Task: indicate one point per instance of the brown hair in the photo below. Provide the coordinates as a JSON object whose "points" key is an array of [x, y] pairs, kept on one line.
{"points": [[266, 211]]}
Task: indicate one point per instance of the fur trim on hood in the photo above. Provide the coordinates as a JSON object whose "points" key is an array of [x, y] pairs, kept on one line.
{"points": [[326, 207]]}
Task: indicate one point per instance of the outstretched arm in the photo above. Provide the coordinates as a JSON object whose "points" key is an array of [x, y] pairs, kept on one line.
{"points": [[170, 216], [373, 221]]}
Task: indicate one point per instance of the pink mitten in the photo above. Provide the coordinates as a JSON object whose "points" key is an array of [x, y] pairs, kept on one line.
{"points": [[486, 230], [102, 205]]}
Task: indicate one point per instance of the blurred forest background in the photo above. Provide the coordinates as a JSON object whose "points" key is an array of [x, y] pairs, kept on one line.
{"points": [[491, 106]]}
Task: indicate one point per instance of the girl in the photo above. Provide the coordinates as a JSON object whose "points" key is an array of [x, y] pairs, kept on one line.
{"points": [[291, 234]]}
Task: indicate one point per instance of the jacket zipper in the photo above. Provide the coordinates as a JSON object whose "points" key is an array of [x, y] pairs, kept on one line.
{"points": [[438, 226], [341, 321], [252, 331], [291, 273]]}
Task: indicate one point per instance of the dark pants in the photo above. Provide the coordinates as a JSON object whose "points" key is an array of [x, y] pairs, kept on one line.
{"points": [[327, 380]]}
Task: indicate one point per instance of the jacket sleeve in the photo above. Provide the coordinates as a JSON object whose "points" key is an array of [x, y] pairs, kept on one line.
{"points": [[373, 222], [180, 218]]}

..............................

Problem statement —
Please swap "indicate" for "mark" everywhere in the listing above, and reproduce the listing with nothing else changed.

Worked answer —
Task: mark one point per instance of the brown hair in the photo below. Provide the coordinates as a JSON object whose "points" key is an array of [x, y] pairs, kept on one line.
{"points": [[266, 211]]}
Task: mark one point per instance of the fur trim on hood in the photo above. Provide the coordinates as a JSON object whose "points" key is an array of [x, y] pairs, kept on one line.
{"points": [[326, 207]]}
Task: mark one point per instance of the outstretched arm in the photo above. Provide the coordinates as a JSON object whose "points" key is an array of [x, y] pairs, kept on one line.
{"points": [[170, 216], [373, 221]]}
Task: mark one point per instance of the pink mitten in the photo above. Provide the coordinates as a JSON object whose "points" key is an array of [x, y] pairs, kept on one line.
{"points": [[486, 230], [102, 205]]}
Task: mark one point per instance of the blurred forest background in the photo above. Provide the coordinates as a JSON object whose "points" key is an array of [x, y] pairs, kept on one line.
{"points": [[491, 106]]}
Task: mark one point per instance of the girl in the photo above. Provide the coordinates as a JSON object whose "points" key is an array of [x, y] pairs, kept on one line.
{"points": [[291, 234]]}
Task: mark one point per instance of the jacket zipper in the photo above. Provide the coordinates as a JSON object whose "points" key is an array of [x, y] pairs, kept on one line.
{"points": [[438, 226], [341, 321], [252, 331], [291, 273]]}
Task: mark one point per instance of the dark pants in the photo above. Provide the coordinates as a JSON object whose "points" key is an array of [x, y] pairs, kept on one line.
{"points": [[327, 380]]}
Task: mark one point per instance of the jacket sleeve in the photo above. Provide the coordinates as a JSON object whose "points" key is an array of [x, y] pairs, kept on one line.
{"points": [[373, 222], [180, 218]]}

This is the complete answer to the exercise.